[Rows in a dataset]
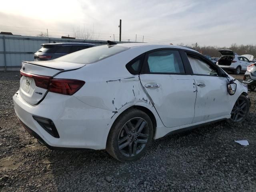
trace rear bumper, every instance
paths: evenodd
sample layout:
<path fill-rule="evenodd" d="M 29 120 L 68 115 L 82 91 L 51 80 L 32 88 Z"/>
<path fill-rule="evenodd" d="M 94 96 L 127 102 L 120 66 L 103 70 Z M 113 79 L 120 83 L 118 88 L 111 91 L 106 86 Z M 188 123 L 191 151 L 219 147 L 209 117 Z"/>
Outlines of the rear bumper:
<path fill-rule="evenodd" d="M 230 66 L 224 66 L 222 65 L 219 65 L 219 66 L 225 71 L 231 71 L 233 72 L 236 70 L 236 68 L 233 67 L 230 67 Z"/>
<path fill-rule="evenodd" d="M 52 150 L 83 150 L 86 149 L 84 148 L 66 148 L 61 147 L 55 147 L 54 146 L 51 146 L 47 144 L 39 135 L 35 132 L 34 131 L 30 129 L 29 127 L 27 126 L 24 123 L 23 123 L 21 120 L 18 118 L 18 119 L 20 121 L 20 124 L 22 125 L 25 130 L 27 131 L 28 133 L 29 133 L 31 136 L 33 136 L 36 138 L 38 141 L 39 143 L 42 145 L 46 146 L 49 149 Z"/>
<path fill-rule="evenodd" d="M 246 71 L 244 74 L 243 83 L 248 86 L 256 86 L 256 77 L 252 76 L 250 72 Z"/>
<path fill-rule="evenodd" d="M 106 148 L 112 112 L 88 106 L 73 96 L 50 92 L 40 104 L 32 106 L 24 101 L 18 93 L 13 97 L 17 116 L 25 129 L 48 148 Z M 47 132 L 33 116 L 51 120 L 59 138 Z"/>

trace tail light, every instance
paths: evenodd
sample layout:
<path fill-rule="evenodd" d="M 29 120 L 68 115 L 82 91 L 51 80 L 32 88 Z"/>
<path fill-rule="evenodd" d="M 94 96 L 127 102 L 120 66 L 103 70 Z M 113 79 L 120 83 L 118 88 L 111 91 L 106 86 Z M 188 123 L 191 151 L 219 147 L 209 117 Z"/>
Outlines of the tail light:
<path fill-rule="evenodd" d="M 251 72 L 251 71 L 252 71 L 252 68 L 254 66 L 255 66 L 255 63 L 254 63 L 253 64 L 251 64 L 250 65 L 248 66 L 247 67 L 247 71 L 248 71 L 249 72 Z"/>
<path fill-rule="evenodd" d="M 50 92 L 72 95 L 78 91 L 85 82 L 80 80 L 52 79 L 50 80 L 48 90 Z"/>
<path fill-rule="evenodd" d="M 46 89 L 47 89 L 48 87 L 50 80 L 52 78 L 52 77 L 50 76 L 34 75 L 21 71 L 20 77 L 23 75 L 25 77 L 30 77 L 30 78 L 34 79 L 37 87 Z"/>
<path fill-rule="evenodd" d="M 54 79 L 50 76 L 34 75 L 20 72 L 20 76 L 33 78 L 37 87 L 48 91 L 64 95 L 72 95 L 83 86 L 84 81 L 70 79 Z"/>
<path fill-rule="evenodd" d="M 52 56 L 39 56 L 39 58 L 40 59 L 50 59 L 52 58 Z"/>

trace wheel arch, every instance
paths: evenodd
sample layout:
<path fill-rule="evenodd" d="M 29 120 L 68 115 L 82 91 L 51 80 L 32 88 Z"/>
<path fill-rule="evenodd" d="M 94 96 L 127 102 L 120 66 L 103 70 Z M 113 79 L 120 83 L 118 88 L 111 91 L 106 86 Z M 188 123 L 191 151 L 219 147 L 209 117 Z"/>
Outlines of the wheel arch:
<path fill-rule="evenodd" d="M 110 128 L 108 131 L 108 137 L 106 141 L 106 146 L 107 145 L 108 140 L 108 138 L 109 137 L 109 133 L 115 122 L 117 120 L 117 119 L 118 119 L 118 118 L 121 114 L 123 114 L 124 113 L 125 113 L 127 111 L 130 110 L 132 109 L 137 109 L 140 110 L 144 112 L 146 114 L 147 114 L 149 116 L 151 120 L 151 122 L 152 122 L 152 124 L 153 125 L 153 130 L 154 131 L 154 132 L 153 134 L 153 138 L 154 138 L 155 135 L 156 134 L 156 131 L 157 123 L 156 123 L 156 117 L 155 116 L 155 115 L 154 114 L 154 113 L 152 112 L 152 111 L 151 111 L 149 109 L 148 109 L 148 108 L 145 106 L 142 106 L 141 105 L 133 105 L 132 106 L 130 106 L 130 107 L 128 107 L 127 109 L 126 109 L 124 110 L 121 113 L 118 114 L 118 115 L 116 118 L 116 119 L 112 124 L 112 125 L 111 126 Z"/>

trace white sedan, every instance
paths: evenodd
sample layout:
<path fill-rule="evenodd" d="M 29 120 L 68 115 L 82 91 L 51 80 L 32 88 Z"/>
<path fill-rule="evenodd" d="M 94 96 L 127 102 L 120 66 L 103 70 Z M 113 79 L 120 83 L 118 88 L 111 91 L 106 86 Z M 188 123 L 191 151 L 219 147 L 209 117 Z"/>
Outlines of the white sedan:
<path fill-rule="evenodd" d="M 153 139 L 249 111 L 246 86 L 194 50 L 127 43 L 23 62 L 13 96 L 21 124 L 50 149 L 106 149 L 122 161 Z"/>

> [GIVEN REQUEST]: Reproduce all the rows above word for word, but leave out the pictures.

> [EXERCISE OUTPUT]:
trace rear bumper, every instance
paths: evenodd
sample layout:
<path fill-rule="evenodd" d="M 29 120 L 68 115 L 82 91 L 51 80 L 32 88 Z"/>
<path fill-rule="evenodd" d="M 94 96 L 127 102 L 120 66 L 103 70 Z M 113 79 L 120 83 L 118 88 L 111 91 L 106 86 Z M 188 123 L 191 151 L 219 147 L 209 117 Z"/>
Outlines of the rear bumper:
<path fill-rule="evenodd" d="M 230 66 L 224 66 L 222 65 L 219 65 L 219 66 L 225 71 L 231 71 L 233 72 L 236 70 L 236 68 L 233 67 L 230 67 Z"/>
<path fill-rule="evenodd" d="M 52 150 L 83 150 L 86 149 L 84 148 L 66 148 L 61 147 L 55 147 L 54 146 L 51 146 L 47 144 L 39 135 L 35 132 L 34 131 L 30 129 L 29 127 L 27 126 L 24 123 L 23 123 L 21 120 L 18 118 L 18 119 L 20 121 L 20 124 L 22 125 L 25 130 L 27 131 L 28 133 L 29 133 L 31 136 L 33 136 L 36 138 L 38 141 L 39 143 L 42 145 L 46 146 L 49 149 Z"/>
<path fill-rule="evenodd" d="M 246 71 L 244 74 L 243 83 L 248 86 L 256 86 L 256 77 L 252 76 L 250 72 Z"/>
<path fill-rule="evenodd" d="M 106 148 L 112 112 L 88 106 L 73 96 L 50 92 L 40 104 L 32 106 L 24 101 L 18 93 L 13 97 L 17 116 L 25 129 L 48 148 Z M 47 132 L 33 116 L 51 120 L 59 138 Z"/>

trace tail light, every instance
paths: evenodd
sample layout:
<path fill-rule="evenodd" d="M 29 120 L 68 115 L 82 91 L 51 80 L 32 88 Z"/>
<path fill-rule="evenodd" d="M 94 96 L 127 102 L 120 66 L 103 70 Z M 113 79 L 120 83 L 118 88 L 111 91 L 106 86 Z M 188 123 L 191 151 L 219 147 L 209 117 Z"/>
Outlines of the tail light:
<path fill-rule="evenodd" d="M 251 72 L 251 71 L 252 71 L 252 68 L 254 66 L 255 66 L 255 63 L 254 63 L 253 64 L 251 64 L 250 65 L 248 66 L 247 67 L 247 71 L 248 71 L 249 72 Z"/>
<path fill-rule="evenodd" d="M 50 92 L 72 95 L 78 91 L 85 82 L 80 80 L 52 79 L 50 80 L 48 90 Z"/>
<path fill-rule="evenodd" d="M 46 89 L 47 89 L 48 87 L 50 80 L 52 78 L 52 77 L 50 76 L 34 75 L 21 71 L 20 77 L 23 75 L 25 77 L 30 77 L 30 78 L 34 79 L 37 87 Z"/>
<path fill-rule="evenodd" d="M 54 79 L 50 76 L 34 75 L 20 72 L 20 76 L 33 78 L 37 87 L 48 91 L 64 95 L 72 95 L 83 86 L 84 81 L 70 79 Z"/>
<path fill-rule="evenodd" d="M 52 56 L 39 56 L 39 58 L 40 59 L 50 59 L 52 58 Z"/>

trace wheel arch, every instance
paths: evenodd
sample layout:
<path fill-rule="evenodd" d="M 29 120 L 68 115 L 82 91 L 51 80 L 32 88 Z"/>
<path fill-rule="evenodd" d="M 94 96 L 127 102 L 120 66 L 103 70 Z M 113 79 L 120 83 L 118 88 L 111 91 L 106 86 Z M 188 123 L 191 151 L 219 147 L 209 117 Z"/>
Outlines of the wheel arch:
<path fill-rule="evenodd" d="M 110 128 L 108 131 L 108 137 L 106 141 L 106 146 L 107 145 L 108 140 L 108 138 L 109 137 L 109 133 L 115 122 L 117 120 L 117 119 L 118 119 L 118 118 L 121 114 L 123 114 L 124 113 L 125 113 L 127 111 L 130 110 L 132 109 L 137 109 L 140 110 L 144 112 L 146 114 L 147 114 L 149 116 L 151 120 L 151 122 L 152 122 L 152 124 L 153 125 L 153 130 L 154 131 L 154 132 L 153 134 L 153 138 L 154 138 L 155 135 L 156 134 L 156 131 L 157 123 L 156 123 L 156 117 L 155 116 L 155 115 L 154 114 L 154 113 L 152 112 L 152 111 L 151 111 L 149 109 L 148 109 L 148 108 L 145 106 L 142 106 L 141 105 L 133 105 L 132 106 L 130 106 L 130 107 L 128 107 L 127 109 L 126 109 L 124 110 L 121 113 L 118 114 L 118 115 L 116 118 L 116 119 L 112 124 L 112 125 L 111 126 Z"/>

trace white sedan, every instance
paths: evenodd
sample layout:
<path fill-rule="evenodd" d="M 29 120 L 68 115 L 82 91 L 51 80 L 32 88 Z"/>
<path fill-rule="evenodd" d="M 94 96 L 127 102 L 120 66 L 103 70 Z M 113 79 L 120 83 L 118 88 L 111 91 L 106 86 Z M 188 123 L 191 151 L 219 147 L 209 117 Z"/>
Outlines of the white sedan:
<path fill-rule="evenodd" d="M 153 139 L 249 111 L 246 86 L 194 50 L 127 43 L 23 62 L 13 96 L 21 124 L 50 149 L 106 149 L 122 161 Z"/>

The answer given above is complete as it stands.